▶ [Task goal]:
Output the line that contains "Place one marker on every instance of the front" and each line after it in the listing, exactly as they appear, through the very last line.

▶ [Data for analysis]:
----

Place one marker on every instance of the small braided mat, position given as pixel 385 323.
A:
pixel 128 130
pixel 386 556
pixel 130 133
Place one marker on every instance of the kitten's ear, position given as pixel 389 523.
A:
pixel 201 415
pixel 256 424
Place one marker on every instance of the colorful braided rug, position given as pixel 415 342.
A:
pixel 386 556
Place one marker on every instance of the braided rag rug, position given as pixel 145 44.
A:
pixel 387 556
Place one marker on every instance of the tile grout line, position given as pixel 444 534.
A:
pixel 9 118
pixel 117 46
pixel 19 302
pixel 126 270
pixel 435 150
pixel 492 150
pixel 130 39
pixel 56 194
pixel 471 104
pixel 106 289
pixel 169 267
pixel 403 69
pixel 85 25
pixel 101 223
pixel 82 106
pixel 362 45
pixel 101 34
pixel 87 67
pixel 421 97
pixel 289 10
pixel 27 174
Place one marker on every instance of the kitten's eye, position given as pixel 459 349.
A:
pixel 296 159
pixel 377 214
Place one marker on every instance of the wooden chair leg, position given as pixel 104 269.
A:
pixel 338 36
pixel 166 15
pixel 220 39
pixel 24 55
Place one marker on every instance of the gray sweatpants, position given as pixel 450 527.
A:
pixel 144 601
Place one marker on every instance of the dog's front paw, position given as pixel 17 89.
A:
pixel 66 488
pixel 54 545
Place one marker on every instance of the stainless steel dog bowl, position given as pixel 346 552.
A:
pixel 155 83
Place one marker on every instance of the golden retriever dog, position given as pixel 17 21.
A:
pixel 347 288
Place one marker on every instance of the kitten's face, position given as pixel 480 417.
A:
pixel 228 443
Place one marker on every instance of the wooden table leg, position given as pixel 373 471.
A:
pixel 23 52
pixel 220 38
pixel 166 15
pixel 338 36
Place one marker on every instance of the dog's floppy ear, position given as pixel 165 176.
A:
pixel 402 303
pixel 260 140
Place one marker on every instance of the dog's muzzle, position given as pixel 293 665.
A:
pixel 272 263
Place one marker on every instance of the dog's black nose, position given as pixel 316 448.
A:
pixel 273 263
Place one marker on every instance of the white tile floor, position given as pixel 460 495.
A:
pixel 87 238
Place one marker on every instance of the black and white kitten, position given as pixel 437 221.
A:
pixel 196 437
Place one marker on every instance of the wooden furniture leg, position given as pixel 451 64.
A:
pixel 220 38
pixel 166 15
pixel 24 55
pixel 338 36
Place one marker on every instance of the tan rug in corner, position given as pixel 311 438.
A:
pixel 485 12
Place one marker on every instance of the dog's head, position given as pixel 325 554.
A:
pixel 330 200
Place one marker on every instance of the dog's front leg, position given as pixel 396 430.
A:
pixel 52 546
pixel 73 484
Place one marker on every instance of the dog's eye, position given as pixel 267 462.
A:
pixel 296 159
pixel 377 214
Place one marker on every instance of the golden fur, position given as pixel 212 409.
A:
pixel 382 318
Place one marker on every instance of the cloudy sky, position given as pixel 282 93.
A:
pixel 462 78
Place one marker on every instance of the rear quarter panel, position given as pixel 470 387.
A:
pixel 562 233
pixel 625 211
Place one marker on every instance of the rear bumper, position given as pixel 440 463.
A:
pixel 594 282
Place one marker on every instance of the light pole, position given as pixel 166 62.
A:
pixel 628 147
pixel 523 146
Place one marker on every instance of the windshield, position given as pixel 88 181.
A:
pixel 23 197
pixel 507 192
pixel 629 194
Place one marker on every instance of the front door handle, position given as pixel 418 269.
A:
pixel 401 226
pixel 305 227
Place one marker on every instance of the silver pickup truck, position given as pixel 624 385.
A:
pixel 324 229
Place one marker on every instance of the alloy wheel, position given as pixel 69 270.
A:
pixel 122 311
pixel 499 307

----

▶ [Reply to the exercise]:
Place one marker on every instance of the front door handle, position given as pixel 418 269.
A:
pixel 401 226
pixel 305 227
Place one marker on every instance of the silver pickup truck, position given as pixel 624 385.
A:
pixel 324 229
Place one marker on every instance of the alloy wheel, position given as pixel 69 270.
A:
pixel 122 311
pixel 499 307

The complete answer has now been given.